Transcribe the stretch of the fiduciary rule article from "The reason some" through "its investment clients.".

Text extract:
——
The reason some financial institutions are fighting the rule is obvious. They’re afraid it will hurt their bottom lines. What they’re not realizing is that their bottom lines face an even bigger threat — a lack of trust among their clients. For example, a recent Gallup poll found that Americans’ confidence in banks has dropped dramatically over the past decade, from 49 percent expressing confidence in 2006 to 27 percent in 2016. 

{mosads}And things aren’t getting better. In just the past few months, Wells Fargo admitted to opening millions of fraudulent accounts on behalf of their customers, Johnny Depp reportedly lost millions by trusting a financial advisor who was not a fiduciary, and Citigroup was fined $18 million for overbilling thousands of its investment clients.


Considering even just those few examples, it’s no surprise that a recent survey by Personal Capital and Nielsen of U.S. consumers shows that people are extremely suspicious of financial advisors. In fact, 70 percent of those surveyed say recent events in the financial industry have made them question the trustworthiness of financial professionals. Nearly one in three believe a financial advisor is likely to take advantage of them.

Perhaps most concerning is that people have a serious lack of knowledge about how advisors work and what they charge. Nearly half of Americans surveyed mistakenly believe that all financial advisors are required by law to always act in their clients’ best interest. Nearly a third of Americans aren’t sure. The same lack of awareness applies to fees. Twenty-one percent of investors know they pay fees on their investment accounts but are not sure how much, while 10 percent don’t even know if they pay anything at all.

The fiduciary rule is a major step in the right direction when it comes to protecting investors, but the rule won’t solve these problems on its own. For starters, the rule comes with plenty of loopholes, as it only applies to retirement accounts, not all investment accounts. It also won’t be fully implemented until Jan. 1, 2018, which means you can expect hordes of lobbyists to spend the rest of the year trying to weaken it.

So what can an investor do to protect their savings while the fate of the rule’s implementation remains up in the air? We believe that the process starts by making sure your advisor is acting in your best interest. You just need to ask one simple question: are you a fiduciary?

Only financial advisors who are fiduciaries are required by law to act in the best interests of their clients, both on retirement accounts and other investment accounts. If your advisor doesn’t answer “yes,” to this question, that means he or she can steer you into products that put more money into their pockets, as long as they are considered “suitable” for you, a much weaker standard than the “fiduciary” standard.
——
(Entries from a point annotation set)
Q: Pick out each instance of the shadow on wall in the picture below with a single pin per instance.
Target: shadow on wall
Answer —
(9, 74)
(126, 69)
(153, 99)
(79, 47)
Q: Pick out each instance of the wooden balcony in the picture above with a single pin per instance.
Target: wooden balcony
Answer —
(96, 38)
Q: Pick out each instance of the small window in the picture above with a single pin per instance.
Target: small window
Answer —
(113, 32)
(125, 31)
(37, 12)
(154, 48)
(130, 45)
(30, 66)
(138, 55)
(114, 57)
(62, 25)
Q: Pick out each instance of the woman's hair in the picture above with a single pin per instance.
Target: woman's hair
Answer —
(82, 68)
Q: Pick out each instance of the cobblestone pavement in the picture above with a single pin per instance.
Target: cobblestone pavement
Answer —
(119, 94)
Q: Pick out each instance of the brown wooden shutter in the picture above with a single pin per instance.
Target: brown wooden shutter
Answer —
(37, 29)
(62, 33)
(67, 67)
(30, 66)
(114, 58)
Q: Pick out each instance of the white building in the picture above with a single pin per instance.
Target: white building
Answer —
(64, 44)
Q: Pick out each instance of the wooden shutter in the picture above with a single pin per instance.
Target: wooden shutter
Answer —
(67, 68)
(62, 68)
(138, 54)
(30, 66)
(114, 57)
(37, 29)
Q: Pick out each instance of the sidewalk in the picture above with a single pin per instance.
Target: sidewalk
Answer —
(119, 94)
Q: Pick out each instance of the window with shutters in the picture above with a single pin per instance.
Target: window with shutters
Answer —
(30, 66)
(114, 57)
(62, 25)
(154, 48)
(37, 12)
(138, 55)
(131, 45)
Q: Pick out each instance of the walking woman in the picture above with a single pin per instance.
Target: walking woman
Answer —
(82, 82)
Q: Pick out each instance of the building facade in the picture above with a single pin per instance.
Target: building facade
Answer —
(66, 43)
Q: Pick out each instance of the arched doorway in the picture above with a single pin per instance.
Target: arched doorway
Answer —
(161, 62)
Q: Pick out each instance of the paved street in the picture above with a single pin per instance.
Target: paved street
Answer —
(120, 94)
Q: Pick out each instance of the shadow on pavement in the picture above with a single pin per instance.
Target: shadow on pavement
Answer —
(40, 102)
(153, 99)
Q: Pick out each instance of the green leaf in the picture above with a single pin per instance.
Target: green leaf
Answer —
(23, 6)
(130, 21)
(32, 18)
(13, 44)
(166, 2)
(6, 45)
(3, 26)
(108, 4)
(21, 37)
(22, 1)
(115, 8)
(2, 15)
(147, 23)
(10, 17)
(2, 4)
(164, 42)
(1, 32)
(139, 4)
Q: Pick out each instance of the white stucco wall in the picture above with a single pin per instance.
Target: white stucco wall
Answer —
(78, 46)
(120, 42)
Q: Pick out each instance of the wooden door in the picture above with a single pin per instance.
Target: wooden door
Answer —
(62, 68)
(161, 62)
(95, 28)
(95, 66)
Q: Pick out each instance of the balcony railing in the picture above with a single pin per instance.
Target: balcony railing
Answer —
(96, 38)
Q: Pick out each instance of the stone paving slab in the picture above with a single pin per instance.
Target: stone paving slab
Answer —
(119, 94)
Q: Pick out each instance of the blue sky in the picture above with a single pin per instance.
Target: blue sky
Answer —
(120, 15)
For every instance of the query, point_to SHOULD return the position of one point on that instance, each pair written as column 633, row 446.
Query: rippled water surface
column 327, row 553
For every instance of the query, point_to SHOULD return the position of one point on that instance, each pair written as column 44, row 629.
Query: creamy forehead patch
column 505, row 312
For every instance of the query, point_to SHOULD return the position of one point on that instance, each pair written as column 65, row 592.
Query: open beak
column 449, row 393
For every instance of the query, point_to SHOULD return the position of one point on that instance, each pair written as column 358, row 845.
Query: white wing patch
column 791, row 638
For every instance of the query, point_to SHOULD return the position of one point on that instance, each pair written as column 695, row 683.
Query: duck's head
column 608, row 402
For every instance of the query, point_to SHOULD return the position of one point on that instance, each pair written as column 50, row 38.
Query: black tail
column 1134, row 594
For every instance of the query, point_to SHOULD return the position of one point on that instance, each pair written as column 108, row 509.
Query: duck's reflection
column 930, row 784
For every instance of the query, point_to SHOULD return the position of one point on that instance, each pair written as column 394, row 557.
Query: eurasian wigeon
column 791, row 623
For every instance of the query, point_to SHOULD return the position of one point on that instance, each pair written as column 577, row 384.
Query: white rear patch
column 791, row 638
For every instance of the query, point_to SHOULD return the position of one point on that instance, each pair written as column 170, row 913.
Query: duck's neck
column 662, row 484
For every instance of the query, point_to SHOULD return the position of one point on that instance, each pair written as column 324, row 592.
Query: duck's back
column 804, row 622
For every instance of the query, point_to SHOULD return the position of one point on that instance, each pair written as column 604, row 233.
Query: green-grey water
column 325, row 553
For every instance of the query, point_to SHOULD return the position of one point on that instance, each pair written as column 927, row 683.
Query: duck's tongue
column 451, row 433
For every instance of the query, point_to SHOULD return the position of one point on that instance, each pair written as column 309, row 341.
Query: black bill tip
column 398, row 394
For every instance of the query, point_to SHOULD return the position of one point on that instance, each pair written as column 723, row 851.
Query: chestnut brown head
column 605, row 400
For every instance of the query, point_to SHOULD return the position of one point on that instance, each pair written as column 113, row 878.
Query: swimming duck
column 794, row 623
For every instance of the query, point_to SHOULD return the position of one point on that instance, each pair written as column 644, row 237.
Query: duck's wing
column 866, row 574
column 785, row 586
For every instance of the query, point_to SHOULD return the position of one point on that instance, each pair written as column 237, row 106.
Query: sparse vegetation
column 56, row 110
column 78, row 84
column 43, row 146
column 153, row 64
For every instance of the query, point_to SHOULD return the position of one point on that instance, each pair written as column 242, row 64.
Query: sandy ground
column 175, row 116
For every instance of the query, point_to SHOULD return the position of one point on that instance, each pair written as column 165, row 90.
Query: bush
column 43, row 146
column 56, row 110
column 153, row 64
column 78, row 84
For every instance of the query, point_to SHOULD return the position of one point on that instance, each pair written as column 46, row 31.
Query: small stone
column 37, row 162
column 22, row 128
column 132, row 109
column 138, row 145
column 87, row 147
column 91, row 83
——
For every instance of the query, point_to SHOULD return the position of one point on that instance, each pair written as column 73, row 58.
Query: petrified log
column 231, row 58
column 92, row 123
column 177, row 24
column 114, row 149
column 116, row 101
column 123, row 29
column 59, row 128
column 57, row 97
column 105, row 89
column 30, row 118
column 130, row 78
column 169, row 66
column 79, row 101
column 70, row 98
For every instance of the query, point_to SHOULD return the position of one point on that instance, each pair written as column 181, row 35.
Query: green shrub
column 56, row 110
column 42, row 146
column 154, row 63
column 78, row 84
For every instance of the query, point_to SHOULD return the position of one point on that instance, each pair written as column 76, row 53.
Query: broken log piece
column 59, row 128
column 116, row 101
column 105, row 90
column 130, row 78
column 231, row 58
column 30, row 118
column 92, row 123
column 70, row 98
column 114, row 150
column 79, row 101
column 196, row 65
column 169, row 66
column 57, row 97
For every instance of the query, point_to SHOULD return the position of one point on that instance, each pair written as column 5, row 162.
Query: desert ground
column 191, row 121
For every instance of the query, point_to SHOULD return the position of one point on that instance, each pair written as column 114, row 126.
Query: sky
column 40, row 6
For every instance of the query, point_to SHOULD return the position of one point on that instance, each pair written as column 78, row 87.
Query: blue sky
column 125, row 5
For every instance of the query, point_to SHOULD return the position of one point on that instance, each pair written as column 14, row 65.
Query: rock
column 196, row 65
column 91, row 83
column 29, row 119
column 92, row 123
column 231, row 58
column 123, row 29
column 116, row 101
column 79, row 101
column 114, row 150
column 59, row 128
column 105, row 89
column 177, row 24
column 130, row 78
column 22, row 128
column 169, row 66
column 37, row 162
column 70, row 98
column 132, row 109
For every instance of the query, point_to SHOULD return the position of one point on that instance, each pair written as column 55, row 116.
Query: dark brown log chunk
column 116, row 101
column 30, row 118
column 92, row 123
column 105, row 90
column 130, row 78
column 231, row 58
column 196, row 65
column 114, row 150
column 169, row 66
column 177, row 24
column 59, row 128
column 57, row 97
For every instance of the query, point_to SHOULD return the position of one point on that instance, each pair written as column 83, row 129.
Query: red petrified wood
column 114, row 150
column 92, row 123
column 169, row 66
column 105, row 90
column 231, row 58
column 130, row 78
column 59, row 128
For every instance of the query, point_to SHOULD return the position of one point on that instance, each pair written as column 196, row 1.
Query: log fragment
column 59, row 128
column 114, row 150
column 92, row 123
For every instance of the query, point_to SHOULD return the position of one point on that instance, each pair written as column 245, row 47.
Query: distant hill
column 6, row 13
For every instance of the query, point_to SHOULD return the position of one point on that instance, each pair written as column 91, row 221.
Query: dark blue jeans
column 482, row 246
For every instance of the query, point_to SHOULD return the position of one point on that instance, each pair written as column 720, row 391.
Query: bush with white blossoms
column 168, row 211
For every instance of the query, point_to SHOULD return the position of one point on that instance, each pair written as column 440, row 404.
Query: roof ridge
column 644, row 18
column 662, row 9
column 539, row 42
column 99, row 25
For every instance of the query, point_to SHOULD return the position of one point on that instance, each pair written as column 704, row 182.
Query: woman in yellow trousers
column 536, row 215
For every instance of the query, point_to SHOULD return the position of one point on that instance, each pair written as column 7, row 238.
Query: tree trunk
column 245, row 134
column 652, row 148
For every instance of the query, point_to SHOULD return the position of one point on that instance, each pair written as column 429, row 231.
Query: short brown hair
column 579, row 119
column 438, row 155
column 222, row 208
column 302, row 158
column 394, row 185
——
Correct output:
The reason some financial institutions are fighting the rule is obvious. They’re afraid it will hurt their bottom lines. What they’re not realizing is that their bottom lines face an even bigger threat — a lack of trust among their clients. For example, a recent Gallup poll found that Americans’ confidence in banks has dropped dramatically over the past decade, from 49 percent expressing confidence in 2006 to 27 percent in 2016. 

{mosads}And things aren’t getting better. In just the past few months, Wells Fargo admitted to opening millions of fraudulent accounts on behalf of their customers, Johnny Depp reportedly lost millions by trusting a financial advisor who was not a fiduciary, and Citigroup was fined $18 million for overbilling thousands of its investment clients.